» **Task goal**: Find the line holding "for rock outcrop" in the entries below. Give it again exactly, along with every line after it up to and including the line holding "box for rocky".

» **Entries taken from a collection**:
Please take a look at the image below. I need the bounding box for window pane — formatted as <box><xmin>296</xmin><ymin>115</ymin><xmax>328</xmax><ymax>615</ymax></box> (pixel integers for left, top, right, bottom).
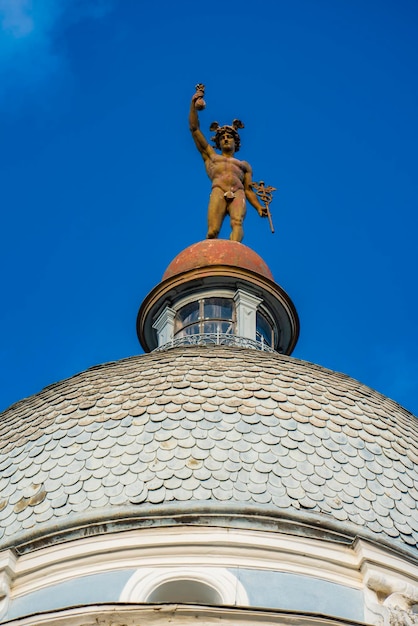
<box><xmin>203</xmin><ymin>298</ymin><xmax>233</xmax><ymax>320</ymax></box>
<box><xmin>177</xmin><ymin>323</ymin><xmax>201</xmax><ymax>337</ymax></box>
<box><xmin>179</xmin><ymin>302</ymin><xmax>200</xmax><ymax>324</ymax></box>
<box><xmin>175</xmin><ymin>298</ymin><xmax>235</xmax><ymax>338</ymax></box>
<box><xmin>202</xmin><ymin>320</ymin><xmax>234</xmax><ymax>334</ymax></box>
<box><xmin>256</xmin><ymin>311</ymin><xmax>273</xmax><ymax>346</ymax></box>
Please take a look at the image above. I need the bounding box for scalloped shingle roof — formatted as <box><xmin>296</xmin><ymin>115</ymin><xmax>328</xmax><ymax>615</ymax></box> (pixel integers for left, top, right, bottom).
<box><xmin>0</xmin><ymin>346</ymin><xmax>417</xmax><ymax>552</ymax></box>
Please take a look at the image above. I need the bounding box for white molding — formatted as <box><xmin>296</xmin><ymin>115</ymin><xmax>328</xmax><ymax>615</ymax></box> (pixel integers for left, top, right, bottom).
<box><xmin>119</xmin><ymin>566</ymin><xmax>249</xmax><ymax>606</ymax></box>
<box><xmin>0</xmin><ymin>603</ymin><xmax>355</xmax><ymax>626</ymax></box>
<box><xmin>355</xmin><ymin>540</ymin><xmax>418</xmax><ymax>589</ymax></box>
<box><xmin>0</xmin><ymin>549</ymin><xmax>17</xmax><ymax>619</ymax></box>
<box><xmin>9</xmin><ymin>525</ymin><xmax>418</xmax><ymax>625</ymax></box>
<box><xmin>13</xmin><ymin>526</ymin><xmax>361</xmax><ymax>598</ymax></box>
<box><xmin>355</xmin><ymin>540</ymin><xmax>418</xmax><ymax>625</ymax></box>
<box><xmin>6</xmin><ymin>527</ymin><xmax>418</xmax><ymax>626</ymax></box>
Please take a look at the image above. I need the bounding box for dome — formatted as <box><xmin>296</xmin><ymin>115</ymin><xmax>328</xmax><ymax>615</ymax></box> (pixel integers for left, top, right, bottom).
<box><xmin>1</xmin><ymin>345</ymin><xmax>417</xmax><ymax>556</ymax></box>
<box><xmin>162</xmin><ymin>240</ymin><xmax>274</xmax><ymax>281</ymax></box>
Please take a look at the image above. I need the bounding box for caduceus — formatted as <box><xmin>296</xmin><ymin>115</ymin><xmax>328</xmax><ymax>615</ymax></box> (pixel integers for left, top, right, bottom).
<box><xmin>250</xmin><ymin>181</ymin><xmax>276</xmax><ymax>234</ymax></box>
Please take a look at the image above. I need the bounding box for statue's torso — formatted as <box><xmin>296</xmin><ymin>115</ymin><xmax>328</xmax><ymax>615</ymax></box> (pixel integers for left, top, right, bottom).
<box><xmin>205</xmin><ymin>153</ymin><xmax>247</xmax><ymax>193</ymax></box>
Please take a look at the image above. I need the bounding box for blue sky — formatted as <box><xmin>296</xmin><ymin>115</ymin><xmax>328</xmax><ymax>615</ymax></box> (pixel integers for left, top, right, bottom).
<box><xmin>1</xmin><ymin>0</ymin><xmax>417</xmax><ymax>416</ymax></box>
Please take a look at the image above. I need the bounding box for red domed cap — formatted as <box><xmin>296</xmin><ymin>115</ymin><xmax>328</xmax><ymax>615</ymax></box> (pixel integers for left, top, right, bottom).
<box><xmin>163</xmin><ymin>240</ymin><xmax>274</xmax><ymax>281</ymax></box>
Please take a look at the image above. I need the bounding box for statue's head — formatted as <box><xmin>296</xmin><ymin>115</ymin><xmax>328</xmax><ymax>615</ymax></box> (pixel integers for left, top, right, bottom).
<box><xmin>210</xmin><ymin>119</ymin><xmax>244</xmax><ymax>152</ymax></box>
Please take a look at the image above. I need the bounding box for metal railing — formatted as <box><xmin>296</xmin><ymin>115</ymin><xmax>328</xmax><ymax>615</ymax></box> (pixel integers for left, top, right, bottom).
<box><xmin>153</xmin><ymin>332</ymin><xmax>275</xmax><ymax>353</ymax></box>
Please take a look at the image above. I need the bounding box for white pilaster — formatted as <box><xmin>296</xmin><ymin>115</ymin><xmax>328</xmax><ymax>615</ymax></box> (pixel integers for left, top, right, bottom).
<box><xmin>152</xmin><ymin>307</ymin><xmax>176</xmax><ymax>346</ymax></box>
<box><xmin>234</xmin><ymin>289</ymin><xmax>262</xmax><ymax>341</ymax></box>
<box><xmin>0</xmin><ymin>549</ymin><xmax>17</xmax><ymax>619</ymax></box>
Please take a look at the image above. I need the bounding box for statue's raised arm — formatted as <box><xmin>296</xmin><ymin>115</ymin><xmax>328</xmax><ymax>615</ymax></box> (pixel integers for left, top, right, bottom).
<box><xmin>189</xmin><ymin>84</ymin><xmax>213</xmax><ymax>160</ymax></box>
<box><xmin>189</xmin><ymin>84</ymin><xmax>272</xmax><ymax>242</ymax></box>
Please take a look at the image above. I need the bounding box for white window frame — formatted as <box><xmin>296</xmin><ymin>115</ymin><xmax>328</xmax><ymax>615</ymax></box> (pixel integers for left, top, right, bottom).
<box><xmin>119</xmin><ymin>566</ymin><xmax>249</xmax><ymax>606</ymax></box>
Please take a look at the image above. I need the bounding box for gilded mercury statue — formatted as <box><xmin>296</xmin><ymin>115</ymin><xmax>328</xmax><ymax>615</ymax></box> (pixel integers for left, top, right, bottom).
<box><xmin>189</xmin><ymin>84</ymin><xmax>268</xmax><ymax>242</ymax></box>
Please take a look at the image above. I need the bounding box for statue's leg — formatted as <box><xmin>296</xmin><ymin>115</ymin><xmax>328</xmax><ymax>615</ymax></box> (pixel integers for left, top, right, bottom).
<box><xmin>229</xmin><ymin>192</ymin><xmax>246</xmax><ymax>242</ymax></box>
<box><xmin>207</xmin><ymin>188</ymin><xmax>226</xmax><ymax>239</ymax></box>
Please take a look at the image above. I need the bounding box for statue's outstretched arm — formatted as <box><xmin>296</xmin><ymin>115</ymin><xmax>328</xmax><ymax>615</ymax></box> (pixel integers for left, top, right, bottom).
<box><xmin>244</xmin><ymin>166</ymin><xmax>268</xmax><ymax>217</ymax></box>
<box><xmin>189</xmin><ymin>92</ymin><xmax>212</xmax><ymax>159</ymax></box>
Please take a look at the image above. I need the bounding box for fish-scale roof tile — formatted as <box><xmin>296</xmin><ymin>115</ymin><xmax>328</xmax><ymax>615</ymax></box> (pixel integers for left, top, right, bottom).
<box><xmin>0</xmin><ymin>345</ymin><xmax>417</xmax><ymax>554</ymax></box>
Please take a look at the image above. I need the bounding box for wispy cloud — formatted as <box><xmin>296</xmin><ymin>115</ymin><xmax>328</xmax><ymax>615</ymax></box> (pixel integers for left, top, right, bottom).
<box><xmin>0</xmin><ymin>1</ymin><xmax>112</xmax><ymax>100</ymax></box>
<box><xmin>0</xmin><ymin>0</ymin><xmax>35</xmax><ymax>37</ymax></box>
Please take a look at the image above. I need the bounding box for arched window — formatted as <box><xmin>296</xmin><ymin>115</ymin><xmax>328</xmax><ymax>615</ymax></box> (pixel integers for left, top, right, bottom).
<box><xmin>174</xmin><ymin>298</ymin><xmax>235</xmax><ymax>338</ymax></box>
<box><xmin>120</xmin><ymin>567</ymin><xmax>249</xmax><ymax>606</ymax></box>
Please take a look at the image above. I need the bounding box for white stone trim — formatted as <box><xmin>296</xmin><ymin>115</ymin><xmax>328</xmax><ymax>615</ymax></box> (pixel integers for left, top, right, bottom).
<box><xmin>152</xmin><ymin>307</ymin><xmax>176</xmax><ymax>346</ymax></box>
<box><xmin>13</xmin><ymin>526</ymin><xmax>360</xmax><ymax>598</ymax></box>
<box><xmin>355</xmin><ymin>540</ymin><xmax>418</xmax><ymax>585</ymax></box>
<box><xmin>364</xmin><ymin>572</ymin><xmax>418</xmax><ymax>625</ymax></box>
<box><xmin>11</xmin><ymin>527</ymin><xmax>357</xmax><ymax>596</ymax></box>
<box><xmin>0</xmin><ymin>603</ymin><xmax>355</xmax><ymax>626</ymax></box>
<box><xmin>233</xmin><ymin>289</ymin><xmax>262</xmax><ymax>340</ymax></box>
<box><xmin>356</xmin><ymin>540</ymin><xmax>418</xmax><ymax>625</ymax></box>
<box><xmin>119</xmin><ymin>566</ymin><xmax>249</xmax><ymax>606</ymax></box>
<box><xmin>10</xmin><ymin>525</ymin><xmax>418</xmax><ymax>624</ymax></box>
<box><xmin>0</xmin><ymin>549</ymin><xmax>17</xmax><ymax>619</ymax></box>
...
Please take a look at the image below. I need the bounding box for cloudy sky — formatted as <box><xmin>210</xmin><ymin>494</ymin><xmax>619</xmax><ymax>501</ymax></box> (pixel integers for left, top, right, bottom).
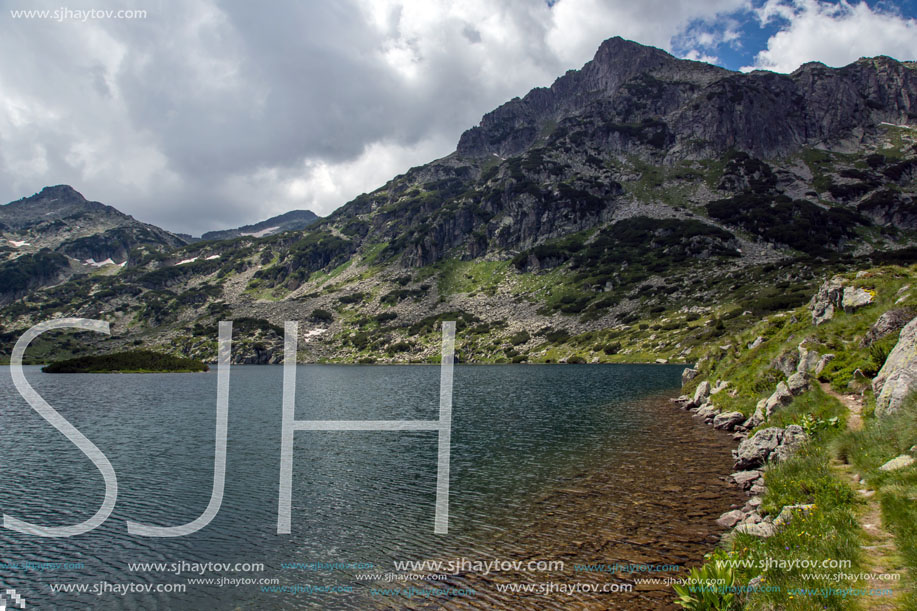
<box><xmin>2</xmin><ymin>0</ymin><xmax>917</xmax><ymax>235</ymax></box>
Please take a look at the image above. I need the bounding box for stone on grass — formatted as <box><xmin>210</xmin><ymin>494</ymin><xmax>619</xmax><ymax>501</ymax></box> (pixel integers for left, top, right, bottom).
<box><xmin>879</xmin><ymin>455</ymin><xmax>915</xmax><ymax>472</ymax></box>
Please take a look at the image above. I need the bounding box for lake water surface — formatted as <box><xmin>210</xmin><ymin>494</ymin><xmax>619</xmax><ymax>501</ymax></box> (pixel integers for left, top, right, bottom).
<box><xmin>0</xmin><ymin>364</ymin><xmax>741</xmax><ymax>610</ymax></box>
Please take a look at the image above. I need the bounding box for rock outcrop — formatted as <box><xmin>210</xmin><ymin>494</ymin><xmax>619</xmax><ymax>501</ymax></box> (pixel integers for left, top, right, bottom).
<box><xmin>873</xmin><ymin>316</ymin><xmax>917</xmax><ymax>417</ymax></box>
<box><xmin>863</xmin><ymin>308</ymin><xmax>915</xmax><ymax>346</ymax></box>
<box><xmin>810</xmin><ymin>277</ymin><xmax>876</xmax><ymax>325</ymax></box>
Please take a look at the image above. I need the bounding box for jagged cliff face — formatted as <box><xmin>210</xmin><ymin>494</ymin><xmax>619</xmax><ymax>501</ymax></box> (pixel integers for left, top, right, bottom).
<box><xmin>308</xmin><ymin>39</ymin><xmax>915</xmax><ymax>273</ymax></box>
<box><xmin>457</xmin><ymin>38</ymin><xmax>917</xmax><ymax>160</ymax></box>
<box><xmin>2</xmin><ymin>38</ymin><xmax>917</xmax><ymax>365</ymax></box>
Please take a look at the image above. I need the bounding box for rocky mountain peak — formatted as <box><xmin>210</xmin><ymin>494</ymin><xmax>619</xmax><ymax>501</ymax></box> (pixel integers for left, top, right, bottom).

» **Result of this exercise**:
Please take a look at the image above. I need the bounding box for rock outcrop — formatted as <box><xmin>210</xmin><ymin>494</ymin><xmax>619</xmax><ymax>501</ymax></box> (pixel integers for left, top, right, bottom).
<box><xmin>873</xmin><ymin>316</ymin><xmax>917</xmax><ymax>417</ymax></box>
<box><xmin>863</xmin><ymin>308</ymin><xmax>915</xmax><ymax>346</ymax></box>
<box><xmin>810</xmin><ymin>277</ymin><xmax>876</xmax><ymax>325</ymax></box>
Please take a look at the image above. I need the bounding box for jagged cliff face — formatted as <box><xmin>210</xmin><ymin>494</ymin><xmax>619</xmax><ymax>501</ymax></box> (pixel integers for left, top, right, bottom).
<box><xmin>308</xmin><ymin>39</ymin><xmax>915</xmax><ymax>273</ymax></box>
<box><xmin>457</xmin><ymin>38</ymin><xmax>917</xmax><ymax>160</ymax></box>
<box><xmin>2</xmin><ymin>38</ymin><xmax>917</xmax><ymax>365</ymax></box>
Please take a look at the image above. I need the bounding box for rocky mountain peak — formatted as <box><xmin>210</xmin><ymin>494</ymin><xmax>619</xmax><ymax>501</ymax></box> (pixel integers for left, top, right, bottom).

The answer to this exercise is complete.